**WORK INSTRUCTIONS**
A. Answer these questions using the habeas excerpt:
(i) Whose PTSD diagnosis did the state habeas court find unpersuasive?
(ii) What two conclusions did the state habeas court reach about trial counsel and the result?
(iii) According to the passage quoting Neal, what is the only question for a federal habeas court?
B. Carry on the habeas excerpt about Medina's ineffective-assistance claim from the point where it stops.

The state habeas court found that trial counsel's justification for not obtaining a mental health expert to testify about the effect of his early childhood stuttering was reasonable. State Habeas Record at 963. Also, after reviewing the evidence presented through the punishment phase witnesses, the state habeas court found that much of the “information . . . present[ed] in postconviction affidavits was presented to [Medina's] jury[.]” State Habeas Record at 966. Some of the other information, such as that family members believed that Medina's father “was not there for him,” was “conclusory, vague, or inconsequential. State Habeas Record at 966. Also, the state habeas court found Dr. Lundberg-Love's diagnosis of PTSD “unpersuasive . . . in light of extensive evidence that [Medina] was a good kid who lived in a rough neighborhood and went wrong after he joined a gang at the age of thirteen.” State Habeas Record at 966. Trial counsel made a reasonable strategic decision to focus on future dangerousness but “presented all punishment evidence . . . that was considered helpful to [Medina].” State Habeas Record at 967.
On those findings, the state habeas court concluded that trial counsel did not provide ineffective representation and that Medina had not shown a reasonable probability of a different result. State Habeas Record at 980-81.
C. AEDPA Review
Medina argues that trial counsel failed to “conduct a social history investigation” and otherwise prepare for the penalty phase (Docket Entry No. 53 at 186-264). While making broad allegations about the material trial counsel allegedly failed to put before jurors, Medina specifically faults counsel for not calling witnesses who could testify about turmoil in the Medina household, social stigma he suffered from childhood stuttering, and the lasting effects of witnessing the murder of his best friend as a young teen. Medina challenged trial counsel's punishment-phase preparation on state habeas review. At this stage, the Court's inquiry is not simply whether the petitioner has met Strickland's two-pronged test. The “pivotal question is whether the state court's application of the Strickland standard was unreasonable.” Richter, 562 U.S. at 101. This Court must afford the state court's analysis “a deference and latitude that are not in operation when the case involves review under the Strickland standard itself.” Id. This exceedingly forgiving inquiry applies the “‘doubly deferential' standard of Strickland and AEDPA.” Pinholster, 563 U.S. at 202. Thus,“the only question for a federal habeas court is whether the state court's determination is objectively unreasonable.” Neal, 286 F.3d at 246.

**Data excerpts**
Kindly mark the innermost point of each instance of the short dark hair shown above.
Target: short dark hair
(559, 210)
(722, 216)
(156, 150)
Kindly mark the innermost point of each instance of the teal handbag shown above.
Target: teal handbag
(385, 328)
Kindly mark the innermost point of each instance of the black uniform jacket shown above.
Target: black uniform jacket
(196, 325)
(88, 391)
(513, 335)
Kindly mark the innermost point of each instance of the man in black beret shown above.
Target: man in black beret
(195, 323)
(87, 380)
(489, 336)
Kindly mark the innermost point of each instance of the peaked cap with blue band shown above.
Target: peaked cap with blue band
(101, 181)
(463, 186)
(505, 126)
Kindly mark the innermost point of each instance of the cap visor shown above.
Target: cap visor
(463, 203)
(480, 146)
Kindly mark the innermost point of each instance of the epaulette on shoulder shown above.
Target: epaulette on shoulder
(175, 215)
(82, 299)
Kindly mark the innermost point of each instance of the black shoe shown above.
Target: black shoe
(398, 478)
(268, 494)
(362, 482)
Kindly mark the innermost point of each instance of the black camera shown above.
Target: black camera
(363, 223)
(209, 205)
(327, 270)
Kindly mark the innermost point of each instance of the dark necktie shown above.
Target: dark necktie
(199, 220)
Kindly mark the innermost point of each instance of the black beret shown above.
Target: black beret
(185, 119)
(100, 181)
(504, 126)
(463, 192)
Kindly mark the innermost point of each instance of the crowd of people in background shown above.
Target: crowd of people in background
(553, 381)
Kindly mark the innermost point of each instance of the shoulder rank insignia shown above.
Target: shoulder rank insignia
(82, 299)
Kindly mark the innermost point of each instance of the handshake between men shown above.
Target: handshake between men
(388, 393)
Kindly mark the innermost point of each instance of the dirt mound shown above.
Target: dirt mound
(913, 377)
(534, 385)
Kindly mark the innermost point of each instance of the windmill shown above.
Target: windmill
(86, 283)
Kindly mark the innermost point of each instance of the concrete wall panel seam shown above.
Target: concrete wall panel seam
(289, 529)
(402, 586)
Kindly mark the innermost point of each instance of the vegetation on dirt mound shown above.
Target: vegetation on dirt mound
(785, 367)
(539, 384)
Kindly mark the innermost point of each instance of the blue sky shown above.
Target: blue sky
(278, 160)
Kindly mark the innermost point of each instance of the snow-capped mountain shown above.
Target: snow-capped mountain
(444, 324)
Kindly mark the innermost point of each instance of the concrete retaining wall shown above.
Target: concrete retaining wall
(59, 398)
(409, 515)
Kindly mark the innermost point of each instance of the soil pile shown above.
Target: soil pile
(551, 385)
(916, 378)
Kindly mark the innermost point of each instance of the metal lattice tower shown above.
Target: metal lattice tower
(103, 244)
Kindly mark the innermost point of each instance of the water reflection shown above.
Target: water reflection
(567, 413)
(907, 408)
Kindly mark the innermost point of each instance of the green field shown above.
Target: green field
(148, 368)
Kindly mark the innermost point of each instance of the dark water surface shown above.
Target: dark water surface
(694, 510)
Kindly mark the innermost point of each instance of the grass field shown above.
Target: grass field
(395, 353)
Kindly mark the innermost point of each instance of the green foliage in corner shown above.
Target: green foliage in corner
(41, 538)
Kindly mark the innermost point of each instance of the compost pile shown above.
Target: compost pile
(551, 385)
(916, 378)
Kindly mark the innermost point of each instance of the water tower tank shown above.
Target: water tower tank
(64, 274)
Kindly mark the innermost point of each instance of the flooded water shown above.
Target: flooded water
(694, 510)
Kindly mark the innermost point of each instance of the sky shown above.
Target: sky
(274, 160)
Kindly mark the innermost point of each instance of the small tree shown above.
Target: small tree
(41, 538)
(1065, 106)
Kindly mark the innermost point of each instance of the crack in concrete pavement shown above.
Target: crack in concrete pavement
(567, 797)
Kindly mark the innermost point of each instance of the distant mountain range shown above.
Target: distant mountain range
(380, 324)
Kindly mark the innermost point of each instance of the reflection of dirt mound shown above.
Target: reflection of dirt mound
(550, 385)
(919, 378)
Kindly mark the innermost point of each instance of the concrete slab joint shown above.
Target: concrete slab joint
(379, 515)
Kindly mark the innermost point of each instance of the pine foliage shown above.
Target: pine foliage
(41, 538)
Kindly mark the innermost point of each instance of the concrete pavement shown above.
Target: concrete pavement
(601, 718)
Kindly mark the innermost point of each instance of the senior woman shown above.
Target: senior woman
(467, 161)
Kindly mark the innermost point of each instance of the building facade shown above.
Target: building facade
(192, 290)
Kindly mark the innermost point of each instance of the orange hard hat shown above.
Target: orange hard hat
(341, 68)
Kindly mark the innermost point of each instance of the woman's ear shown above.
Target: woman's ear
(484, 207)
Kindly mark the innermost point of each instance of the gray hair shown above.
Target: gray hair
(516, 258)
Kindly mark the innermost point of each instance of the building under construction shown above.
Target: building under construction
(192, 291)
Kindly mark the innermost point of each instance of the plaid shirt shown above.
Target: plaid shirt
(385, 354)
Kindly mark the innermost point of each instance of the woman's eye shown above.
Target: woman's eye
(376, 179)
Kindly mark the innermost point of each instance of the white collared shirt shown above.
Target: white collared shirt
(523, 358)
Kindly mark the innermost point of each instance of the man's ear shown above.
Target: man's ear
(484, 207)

**ANSWERS TO EACH TASK**
A.
(i) Dr. Lundberg-Love's.
(ii) Trial counsel did not provide ineffective representation, and Medina had not shown a reasonable probability of a different result.
(iii) Whether the state court's determination is objectively unreasonable.

B.
Medina emphasizes that trial counsel engaged in a superficial, last-minute effort to discover any mitigating evidence in his background. Thus, according to Medina, trial counsel offered the jury a superficial review of his life which missed major mitigating themes. In what Medina claims “was a very close case,” he alleges that the state habeas court was objectively unreasonable for not finding a reasonable probability of a different result had counsel performed differently. (Docket Entry No. 24 at 230). Yet this is simply not a case where trial counsel completely abdicated the duty to present a case against a death sentence. Trial counsel called witnesses and put mitigating evidence before the jury, some of which the state habeas evidence mirrors precisely. The question is whether trial counsel did enough.
The State successfully objected when trial counsel argued that Medina “had a perfect record” while incarcerated because “[t]here's been no evidence of his behavior in the record about his being in jail.” Tr. Vol. XX at 2542. Trial counsel then emphasized that the State bore the burden of proof and pointed to the absence of evidence showing bad behavior while incarcerated. Tr. Vol. XX at 2542-44.
From the outset, the circumstances of this case make it difficult to assess the whole of trial counsel's performance accurately. On one hand, Medina makes a facially compelling argument that trial counsel's investigation was too superficial and slipshod to comply with constitutional standards. Many of the individuals who provided state habeas affidavits, including those who testified at trial, testified that they had little or no contact with the defense. Medina's proffer of evidence makes it appear that trial counsel limited his mitigation investigation to a few courtroom hallway conversations.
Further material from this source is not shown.